SET PROBLEM:
Recast the listing below as a Markdown table with the columns "Row" and "Line", numbering each line in order. Leave out blank lines and pictures.

START

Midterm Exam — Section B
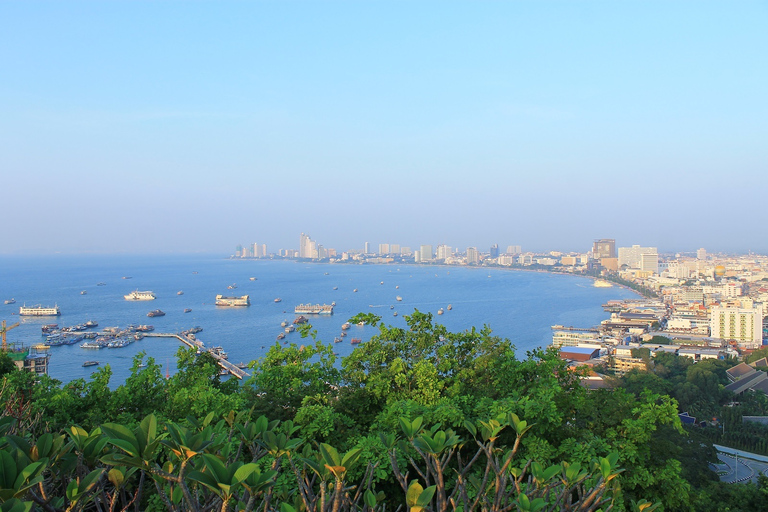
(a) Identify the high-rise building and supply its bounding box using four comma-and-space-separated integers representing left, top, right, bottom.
709, 306, 763, 348
592, 238, 616, 259
640, 252, 659, 274
437, 244, 451, 260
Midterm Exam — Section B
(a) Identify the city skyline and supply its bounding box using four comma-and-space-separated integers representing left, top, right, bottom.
0, 1, 768, 254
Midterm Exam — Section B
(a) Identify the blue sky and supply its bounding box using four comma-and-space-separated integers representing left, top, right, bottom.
0, 0, 768, 254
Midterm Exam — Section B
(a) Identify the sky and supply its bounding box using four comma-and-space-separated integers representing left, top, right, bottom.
0, 0, 768, 254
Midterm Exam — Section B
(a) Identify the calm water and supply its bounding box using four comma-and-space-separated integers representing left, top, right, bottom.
0, 255, 634, 385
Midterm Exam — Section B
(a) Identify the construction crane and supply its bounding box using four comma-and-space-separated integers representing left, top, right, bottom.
0, 320, 19, 352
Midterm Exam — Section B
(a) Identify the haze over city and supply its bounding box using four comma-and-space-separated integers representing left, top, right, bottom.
0, 1, 768, 254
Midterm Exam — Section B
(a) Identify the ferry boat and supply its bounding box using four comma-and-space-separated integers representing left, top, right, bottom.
19, 304, 61, 316
216, 295, 251, 307
123, 290, 156, 300
293, 304, 333, 315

END

FINISHED ANSWER:
| Row | Line |
|---|---|
| 1 | Midterm Exam — Section B |
| 2 | (a) Identify the high-rise building and supply its bounding box using four comma-and-space-separated integers representing left, top, right, bottom. |
| 3 | 709, 306, 763, 348 |
| 4 | 592, 238, 616, 259 |
| 5 | 640, 252, 659, 274 |
| 6 | 437, 244, 451, 260 |
| 7 | Midterm Exam — Section B |
| 8 | (a) Identify the city skyline and supply its bounding box using four comma-and-space-separated integers representing left, top, right, bottom. |
| 9 | 0, 1, 768, 254 |
| 10 | Midterm Exam — Section B |
| 11 | (a) Identify the blue sky and supply its bounding box using four comma-and-space-separated integers representing left, top, right, bottom. |
| 12 | 0, 0, 768, 254 |
| 13 | Midterm Exam — Section B |
| 14 | (a) Identify the sky and supply its bounding box using four comma-and-space-separated integers representing left, top, right, bottom. |
| 15 | 0, 0, 768, 254 |
| 16 | Midterm Exam — Section B |
| 17 | (a) Identify the calm water and supply its bounding box using four comma-and-space-separated integers representing left, top, right, bottom. |
| 18 | 0, 255, 634, 385 |
| 19 | Midterm Exam — Section B |
| 20 | (a) Identify the construction crane and supply its bounding box using four comma-and-space-separated integers representing left, top, right, bottom. |
| 21 | 0, 320, 19, 352 |
| 22 | Midterm Exam — Section B |
| 23 | (a) Identify the haze over city and supply its bounding box using four comma-and-space-separated integers representing left, top, right, bottom. |
| 24 | 0, 1, 768, 254 |
| 25 | Midterm Exam — Section B |
| 26 | (a) Identify the ferry boat and supply its bounding box using four comma-and-space-separated integers representing left, top, right, bottom. |
| 27 | 19, 304, 61, 316 |
| 28 | 216, 295, 251, 307 |
| 29 | 123, 290, 156, 300 |
| 30 | 293, 304, 333, 315 |